Yazılı Talep:
Aşağıdaki satırlarda "point: concrete floor" ifadesini içeren satırdan başlayıp satırların sonuna kadar uzanan kısmı, bu satır da dahil olmak üzere JSON dize listesine dönüştür. Her satır ayrı bir dize olsun, boş satırları ise listeye alma.

########

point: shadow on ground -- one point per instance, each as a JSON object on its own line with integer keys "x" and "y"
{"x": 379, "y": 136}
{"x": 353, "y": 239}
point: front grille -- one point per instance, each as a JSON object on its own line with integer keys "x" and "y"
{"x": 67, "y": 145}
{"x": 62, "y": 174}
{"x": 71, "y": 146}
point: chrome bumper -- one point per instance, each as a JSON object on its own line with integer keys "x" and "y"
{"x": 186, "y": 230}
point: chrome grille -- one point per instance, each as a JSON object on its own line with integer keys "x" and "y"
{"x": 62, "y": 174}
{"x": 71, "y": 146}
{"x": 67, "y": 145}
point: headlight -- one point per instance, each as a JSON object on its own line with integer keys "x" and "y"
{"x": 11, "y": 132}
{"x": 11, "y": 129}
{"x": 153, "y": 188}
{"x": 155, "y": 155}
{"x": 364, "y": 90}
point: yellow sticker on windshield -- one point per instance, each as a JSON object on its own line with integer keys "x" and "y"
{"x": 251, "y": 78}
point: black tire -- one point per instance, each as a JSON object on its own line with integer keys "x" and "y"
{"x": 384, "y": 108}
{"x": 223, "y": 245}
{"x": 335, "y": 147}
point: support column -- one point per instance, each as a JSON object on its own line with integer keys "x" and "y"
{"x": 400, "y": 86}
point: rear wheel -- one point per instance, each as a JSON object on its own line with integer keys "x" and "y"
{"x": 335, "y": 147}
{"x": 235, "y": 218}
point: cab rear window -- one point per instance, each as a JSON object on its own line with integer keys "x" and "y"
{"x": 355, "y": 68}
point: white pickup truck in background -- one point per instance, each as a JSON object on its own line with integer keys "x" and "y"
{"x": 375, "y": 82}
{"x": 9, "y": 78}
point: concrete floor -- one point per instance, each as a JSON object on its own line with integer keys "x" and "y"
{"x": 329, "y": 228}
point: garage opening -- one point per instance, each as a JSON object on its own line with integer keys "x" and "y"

########

Görev Yanıtı:
[
  "point: concrete floor -- one point per instance, each as a JSON object on its own line with integer keys \"x\" and \"y\"",
  "{\"x\": 329, \"y\": 228}",
  "point: garage opening -- one point per instance, each as a JSON object on its own line with integer keys \"x\" and \"y\""
]